Objectives
1. Please condense the paragraph that begins "For over 30 years" in the copyright interview into a short list that keeps its main facts.
2. According to the copyright interview, on what does Patterson base his view that copyright is mainly meant to benefit the public interest? Answer in one to three sentences.
3. Carry the copyright interview forward from its final question, beginning with Patterson's reply.

Reading passage
^^^^^^^^
Users' Rights in Copyright: An Interview with Ray Patterson

For over 30 years, L. Ray Patterson has been writing and teaching about copyright. His thoughtful and thorough analysis of the primary purpose of copyright in The Nature of Copyright: A Law of Users’ Rights is a must-read for socially responsible librarians. Ray Patterson is Pope Brock Professor of Law at the University of Georgia and Special Assistant Attorney General of Georgia for Copyright Matters.

I had an opportunity to interview Professor Patterson in June. His comments about copyright guidelines, the publishing community and fair use are thought provoking and send a clear message to libraries. Promote Fair Use.

--Carrie Russell, Copyright Specialist, OITP


Carrie Russell:
Throughout your long career as a law scholar and historian, you have taken the position that the purpose of copyright is not to reward authors but to promote society through the advancement of knowledge. How do you argue that the promotion of learning is the purpose of copyright law?

Ray Patterson:
The basis for my position that copyright is primarily to benefit the public interest is the copyright clause and decisions of the U.S. Supreme Court. The copyright clause gives Congress the power to "promote the progress of Science," and empowers Congress to grant copyright only for original writings only for a limited time. The Supreme Court has said repeatedly that the copyright monopoly is primarily to benefit the public interest.

Russell:
In The Nature of Copyright, you point out that law grows out of a combination of legislation, court decisions, and custom, and that "consistent private action can essentially 'make' law" by suggesting customs that courts may honor. How might libraries behave to uphold and to establish customs protecting users' rights in copyright?
^^^^^^^^
Data supplied
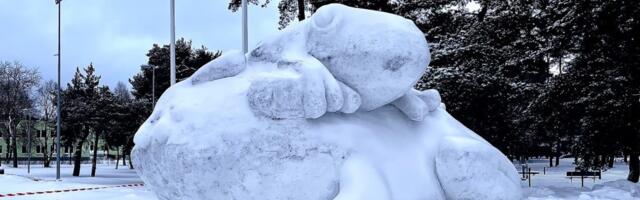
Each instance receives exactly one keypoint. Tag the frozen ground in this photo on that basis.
(555, 185)
(550, 186)
(17, 180)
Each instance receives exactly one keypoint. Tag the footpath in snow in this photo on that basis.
(109, 183)
(550, 186)
(555, 184)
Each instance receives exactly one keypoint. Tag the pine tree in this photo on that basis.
(79, 111)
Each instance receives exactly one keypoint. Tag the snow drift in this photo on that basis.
(320, 111)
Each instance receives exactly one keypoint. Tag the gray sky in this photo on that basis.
(116, 34)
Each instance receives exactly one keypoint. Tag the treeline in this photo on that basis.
(534, 77)
(90, 112)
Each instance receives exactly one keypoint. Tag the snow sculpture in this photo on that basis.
(319, 111)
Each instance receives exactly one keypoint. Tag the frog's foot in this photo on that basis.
(417, 104)
(303, 88)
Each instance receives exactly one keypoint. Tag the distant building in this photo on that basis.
(39, 145)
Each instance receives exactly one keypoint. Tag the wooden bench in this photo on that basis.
(583, 174)
(527, 173)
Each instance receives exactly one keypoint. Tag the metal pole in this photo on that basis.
(58, 102)
(29, 138)
(153, 86)
(173, 43)
(245, 46)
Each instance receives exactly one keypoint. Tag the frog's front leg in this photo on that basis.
(301, 88)
(417, 104)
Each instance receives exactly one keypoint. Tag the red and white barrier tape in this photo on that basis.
(68, 190)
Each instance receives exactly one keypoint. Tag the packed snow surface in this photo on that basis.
(320, 111)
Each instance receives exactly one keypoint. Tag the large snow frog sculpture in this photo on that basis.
(323, 110)
(337, 67)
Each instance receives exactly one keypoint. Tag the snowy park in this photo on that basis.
(552, 185)
(321, 100)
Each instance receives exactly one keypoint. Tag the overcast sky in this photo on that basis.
(116, 34)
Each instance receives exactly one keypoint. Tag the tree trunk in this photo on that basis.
(124, 156)
(483, 11)
(625, 158)
(77, 159)
(106, 149)
(130, 163)
(611, 159)
(14, 148)
(300, 10)
(95, 155)
(117, 157)
(634, 168)
(46, 145)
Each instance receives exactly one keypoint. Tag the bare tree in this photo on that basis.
(46, 105)
(16, 83)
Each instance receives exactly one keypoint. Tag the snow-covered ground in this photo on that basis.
(17, 180)
(555, 185)
(550, 186)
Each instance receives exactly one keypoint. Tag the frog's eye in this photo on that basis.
(325, 17)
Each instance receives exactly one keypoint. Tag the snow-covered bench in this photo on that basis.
(583, 174)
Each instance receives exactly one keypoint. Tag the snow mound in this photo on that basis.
(311, 120)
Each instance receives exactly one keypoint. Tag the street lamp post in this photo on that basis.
(245, 45)
(58, 102)
(153, 81)
(28, 139)
(172, 50)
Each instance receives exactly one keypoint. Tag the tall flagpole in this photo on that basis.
(245, 36)
(58, 102)
(173, 43)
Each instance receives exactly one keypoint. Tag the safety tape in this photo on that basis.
(68, 190)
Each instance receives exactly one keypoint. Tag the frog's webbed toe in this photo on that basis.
(305, 89)
(417, 104)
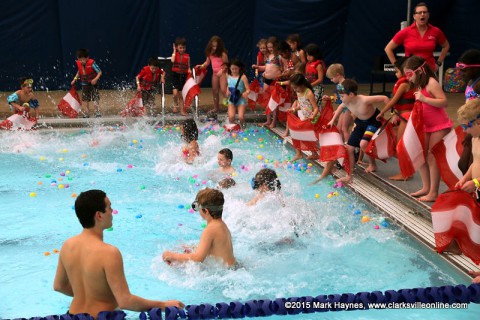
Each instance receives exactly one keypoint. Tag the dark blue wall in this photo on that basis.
(39, 38)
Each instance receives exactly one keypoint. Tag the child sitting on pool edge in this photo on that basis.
(190, 136)
(216, 240)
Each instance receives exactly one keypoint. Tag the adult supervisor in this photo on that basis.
(420, 39)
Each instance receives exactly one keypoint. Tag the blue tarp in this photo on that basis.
(39, 38)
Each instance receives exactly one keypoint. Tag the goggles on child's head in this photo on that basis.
(342, 90)
(254, 183)
(469, 124)
(462, 66)
(196, 206)
(27, 82)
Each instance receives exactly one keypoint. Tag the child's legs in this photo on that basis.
(215, 91)
(231, 113)
(435, 137)
(241, 113)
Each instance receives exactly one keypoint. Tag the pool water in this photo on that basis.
(329, 250)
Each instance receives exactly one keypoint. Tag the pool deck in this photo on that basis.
(391, 197)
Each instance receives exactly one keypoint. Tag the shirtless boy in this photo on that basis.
(90, 270)
(216, 240)
(366, 124)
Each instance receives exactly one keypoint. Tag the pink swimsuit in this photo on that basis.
(435, 119)
(216, 63)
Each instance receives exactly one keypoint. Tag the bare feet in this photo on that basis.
(272, 125)
(399, 177)
(265, 124)
(346, 179)
(428, 198)
(419, 193)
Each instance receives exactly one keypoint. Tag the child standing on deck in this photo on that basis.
(306, 106)
(366, 124)
(180, 70)
(401, 105)
(295, 43)
(314, 70)
(190, 150)
(238, 90)
(22, 100)
(436, 120)
(147, 82)
(217, 56)
(88, 73)
(271, 71)
(336, 74)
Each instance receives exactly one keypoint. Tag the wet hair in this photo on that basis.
(335, 69)
(399, 63)
(153, 61)
(190, 130)
(299, 80)
(180, 42)
(349, 86)
(284, 47)
(469, 111)
(261, 42)
(211, 197)
(424, 72)
(471, 56)
(82, 53)
(227, 153)
(313, 50)
(220, 47)
(87, 204)
(226, 183)
(267, 177)
(237, 62)
(274, 42)
(295, 37)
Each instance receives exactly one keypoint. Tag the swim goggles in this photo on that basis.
(462, 66)
(27, 82)
(470, 123)
(409, 74)
(342, 90)
(196, 206)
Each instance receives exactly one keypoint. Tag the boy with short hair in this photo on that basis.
(225, 158)
(216, 240)
(180, 70)
(366, 124)
(147, 82)
(22, 100)
(88, 73)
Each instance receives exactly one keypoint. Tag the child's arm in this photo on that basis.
(245, 83)
(201, 252)
(438, 98)
(74, 79)
(400, 91)
(313, 101)
(337, 113)
(172, 58)
(320, 75)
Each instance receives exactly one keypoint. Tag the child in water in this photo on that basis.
(190, 136)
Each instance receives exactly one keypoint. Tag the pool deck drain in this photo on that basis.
(399, 206)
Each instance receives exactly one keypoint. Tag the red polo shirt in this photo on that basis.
(420, 46)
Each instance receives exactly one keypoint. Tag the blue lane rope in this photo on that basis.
(266, 307)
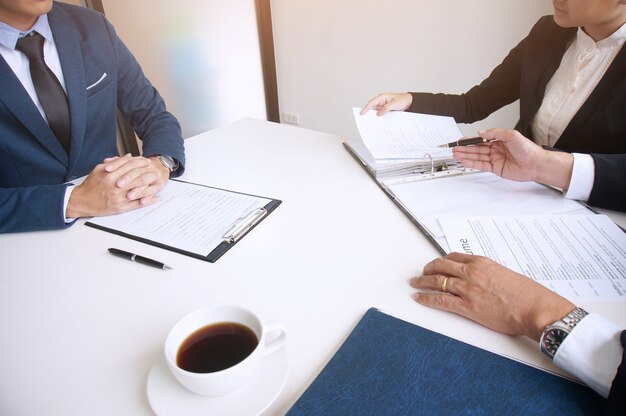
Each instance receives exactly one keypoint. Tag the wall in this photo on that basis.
(334, 55)
(202, 55)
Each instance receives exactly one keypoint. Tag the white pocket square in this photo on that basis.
(97, 82)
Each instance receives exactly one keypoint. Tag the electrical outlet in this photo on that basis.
(291, 118)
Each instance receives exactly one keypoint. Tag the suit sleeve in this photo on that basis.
(609, 186)
(32, 208)
(144, 108)
(616, 402)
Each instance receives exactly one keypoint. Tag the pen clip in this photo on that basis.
(243, 224)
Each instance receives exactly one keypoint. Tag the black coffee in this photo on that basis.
(216, 347)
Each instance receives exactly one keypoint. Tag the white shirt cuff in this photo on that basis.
(583, 175)
(592, 352)
(68, 193)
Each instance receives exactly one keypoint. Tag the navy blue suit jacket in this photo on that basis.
(100, 75)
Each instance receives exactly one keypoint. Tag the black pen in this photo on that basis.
(466, 142)
(139, 259)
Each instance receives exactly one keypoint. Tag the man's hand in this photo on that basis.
(119, 184)
(490, 294)
(383, 103)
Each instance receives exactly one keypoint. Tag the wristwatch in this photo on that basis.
(554, 335)
(168, 162)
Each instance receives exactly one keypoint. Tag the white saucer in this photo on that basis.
(168, 397)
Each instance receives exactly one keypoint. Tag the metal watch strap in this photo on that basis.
(553, 335)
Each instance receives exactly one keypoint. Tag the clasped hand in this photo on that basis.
(118, 184)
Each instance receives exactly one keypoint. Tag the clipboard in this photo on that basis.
(446, 188)
(196, 220)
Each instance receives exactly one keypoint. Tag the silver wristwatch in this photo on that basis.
(554, 335)
(168, 162)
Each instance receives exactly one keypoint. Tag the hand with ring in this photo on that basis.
(490, 294)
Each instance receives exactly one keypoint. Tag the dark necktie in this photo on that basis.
(48, 88)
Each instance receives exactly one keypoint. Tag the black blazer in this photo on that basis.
(609, 184)
(598, 127)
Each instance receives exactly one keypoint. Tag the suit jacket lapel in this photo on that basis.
(68, 45)
(17, 100)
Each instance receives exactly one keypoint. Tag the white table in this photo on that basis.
(81, 328)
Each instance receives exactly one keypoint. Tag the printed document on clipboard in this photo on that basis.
(435, 186)
(192, 219)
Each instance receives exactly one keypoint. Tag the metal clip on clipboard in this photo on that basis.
(243, 225)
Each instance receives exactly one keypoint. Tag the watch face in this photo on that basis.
(168, 162)
(553, 339)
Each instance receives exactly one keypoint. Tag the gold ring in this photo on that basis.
(444, 284)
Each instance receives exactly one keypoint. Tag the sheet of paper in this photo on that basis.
(404, 135)
(189, 217)
(581, 257)
(478, 194)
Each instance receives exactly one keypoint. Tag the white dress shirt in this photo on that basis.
(18, 62)
(592, 352)
(582, 66)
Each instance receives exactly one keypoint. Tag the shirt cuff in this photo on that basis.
(592, 352)
(68, 193)
(583, 175)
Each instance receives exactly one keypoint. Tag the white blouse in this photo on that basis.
(583, 65)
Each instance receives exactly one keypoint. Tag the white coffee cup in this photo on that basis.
(271, 336)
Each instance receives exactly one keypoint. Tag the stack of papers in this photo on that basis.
(402, 145)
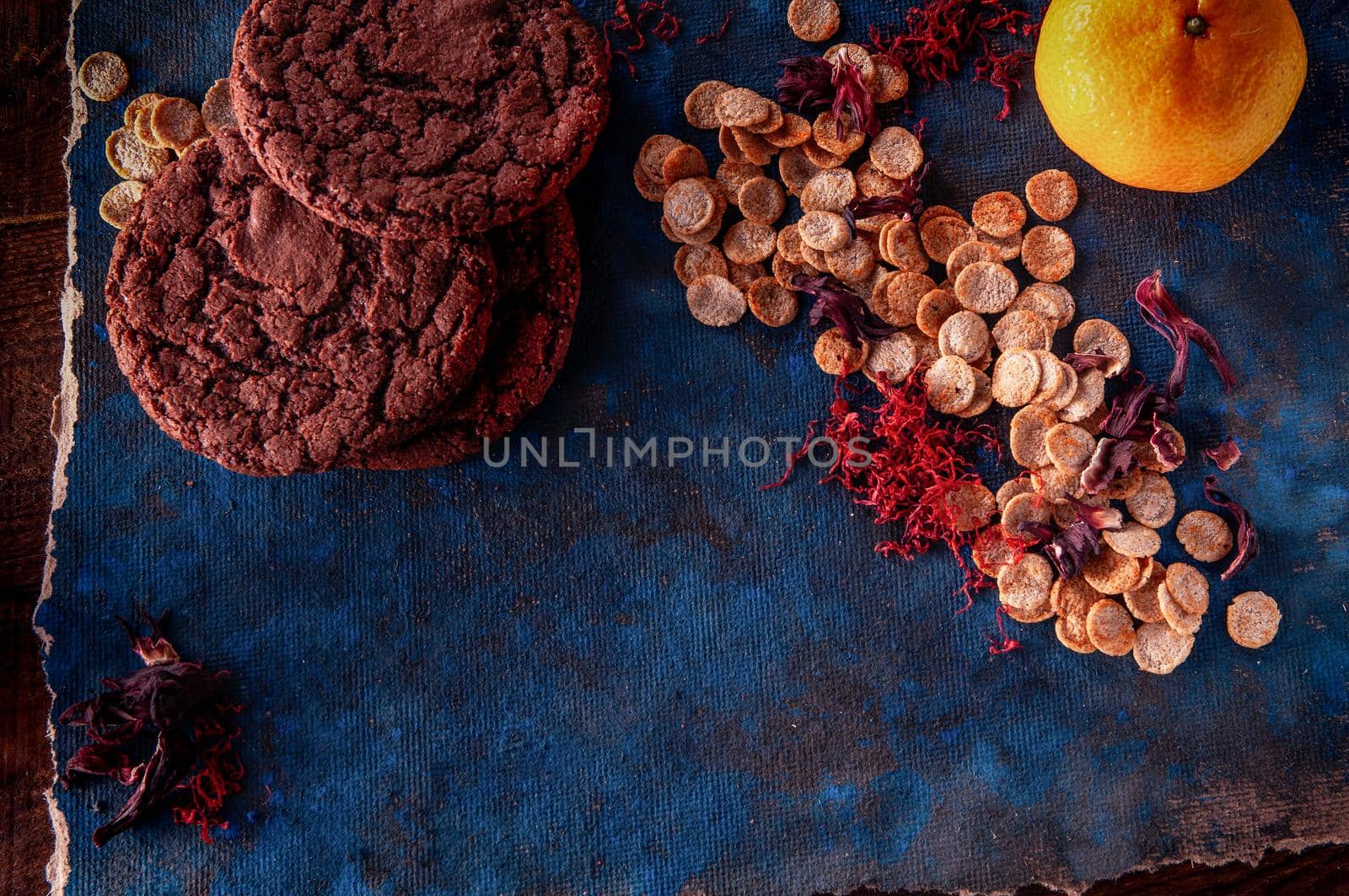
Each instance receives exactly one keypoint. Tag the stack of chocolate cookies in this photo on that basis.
(378, 269)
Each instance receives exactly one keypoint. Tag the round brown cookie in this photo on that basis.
(265, 338)
(532, 328)
(420, 118)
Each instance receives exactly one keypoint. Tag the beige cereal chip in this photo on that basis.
(836, 355)
(897, 305)
(1050, 301)
(103, 78)
(142, 103)
(853, 263)
(934, 309)
(897, 154)
(1153, 503)
(1022, 328)
(1007, 247)
(1133, 540)
(985, 287)
(692, 262)
(1070, 448)
(998, 213)
(118, 202)
(900, 246)
(830, 138)
(1180, 619)
(813, 20)
(1159, 649)
(1112, 572)
(701, 105)
(1205, 536)
(1110, 628)
(950, 385)
(1025, 437)
(1088, 399)
(823, 231)
(1254, 619)
(966, 254)
(1047, 253)
(890, 84)
(1016, 378)
(175, 123)
(218, 110)
(1052, 195)
(1143, 601)
(681, 162)
(969, 505)
(820, 157)
(894, 358)
(771, 303)
(793, 131)
(132, 159)
(690, 207)
(1189, 588)
(829, 190)
(715, 301)
(1096, 336)
(1027, 583)
(741, 107)
(1023, 509)
(761, 200)
(964, 335)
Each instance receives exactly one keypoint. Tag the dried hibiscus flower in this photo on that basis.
(1248, 540)
(193, 764)
(1178, 328)
(843, 308)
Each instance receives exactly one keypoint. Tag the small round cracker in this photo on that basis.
(896, 153)
(103, 78)
(950, 385)
(998, 213)
(1254, 620)
(836, 355)
(813, 20)
(1205, 536)
(1052, 195)
(1153, 503)
(985, 287)
(1110, 628)
(1047, 253)
(1159, 649)
(1133, 540)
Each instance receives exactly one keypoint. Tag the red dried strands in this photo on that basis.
(915, 459)
(938, 33)
(629, 27)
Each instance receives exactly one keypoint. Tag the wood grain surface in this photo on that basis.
(34, 121)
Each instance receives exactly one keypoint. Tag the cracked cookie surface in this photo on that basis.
(420, 118)
(267, 339)
(532, 327)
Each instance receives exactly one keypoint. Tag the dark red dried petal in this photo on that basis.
(1248, 540)
(1224, 455)
(1113, 458)
(843, 307)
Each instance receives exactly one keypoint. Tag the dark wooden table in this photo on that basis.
(34, 123)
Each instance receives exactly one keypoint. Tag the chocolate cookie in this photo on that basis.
(532, 328)
(262, 336)
(425, 119)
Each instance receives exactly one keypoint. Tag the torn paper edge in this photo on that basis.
(64, 415)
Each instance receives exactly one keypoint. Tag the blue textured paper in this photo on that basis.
(640, 680)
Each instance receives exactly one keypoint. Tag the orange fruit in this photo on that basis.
(1170, 94)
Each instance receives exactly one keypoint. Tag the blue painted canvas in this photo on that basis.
(607, 679)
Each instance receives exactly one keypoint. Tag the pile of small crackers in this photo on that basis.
(977, 338)
(155, 130)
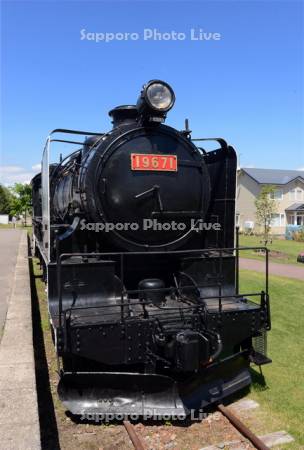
^^^^^^^^
Answers in order
1.
- L. Ray Patterson has written and taught about copyright for over 30 years.
- His book The Nature of Copyright: A Law of Users' Rights analyzes the primary purpose of copyright and is a must-read for socially responsible librarians.
- He is Pope Brock Professor of Law at the University of Georgia.
- He is Special Assistant Attorney General of Georgia for Copyright Matters.

2. Patterson bases his view on the copyright clause and on U.S. Supreme Court decisions. The clause gives Congress the power to "promote the progress of Science" and allows copyright only for original writings and only for a limited time. The Supreme Court has repeatedly said that the copyright monopoly is primarily meant to benefit the public interest.

3.
Patterson:
Librarians should be as aggressive in protecting the right of fair use as the publishers are in seeking to destroy it. Librarians, for example, should reject the efforts of publishers to limit fair use with guidelines, which are used to expand the copyright monopoly. Thus, if to copy "1,000" words is a fair use, to copy "1,050" words is an infringement, which entitles the copyright holder to a license fee. Once the custom of guidelines is established, courts will almost surely follow them. We have here an example of custom creating law. After all, if librarians go along with the guidelines, why should not the courts do so?

In view of the wording of the fair use section of the copyright statute, it is reasonable to say that fair use is a right, not merely a privilege. The basic point is that there is a difference between the copyright and the work. To use the work is not a matter of fair use, but personal use. An example is making a copy of an article for one's file or for a student to study without having to check the book out of the library. The reason for the concept of personal use is that fair use relates to the use of a work by another author for profit, not by an individual for personal use. Note that the four factors in section 107 are directed to commercial use, not personal use.

Russell:
You have shown how the history of copyright has been influenced by the introduction of new information technologies--technologies ranging from the printing press to broadcast video and computer technologies. The last several years have seen tremendous growth in new digital information technologies. For some commentators, the advent of a new generation of information technologies marks a dramatic shift that will mean the end of copyright. For others, it indicates a need to strengthen publishers' private property interests in copyright. What are the key issues regarding copyright in the current environment, and how do you see them affecting our understanding of copyright?

Patterson:
As I see it, the key issue in applying copyright to new technology is how to protect the constitutional policies of copyright mandated by the copyright clause. Those policies are the promotion of learning, because the clause so states; the protection of the public domain, because copyright is only for original works and only for a limited time, provisions that mean that copyright cannot be used to capture material in the public domain, and that all copyrighted material will go into the public domain; and public access, because the "exclusive Right" that Congress can grant to authors is the exclusive right of publication, that is the right to market the work.

If copyright for new information technology cannot be shaped to protect these policies, it will be necessary to forego the copyright monopoly for the new technology and let the market solve the problem.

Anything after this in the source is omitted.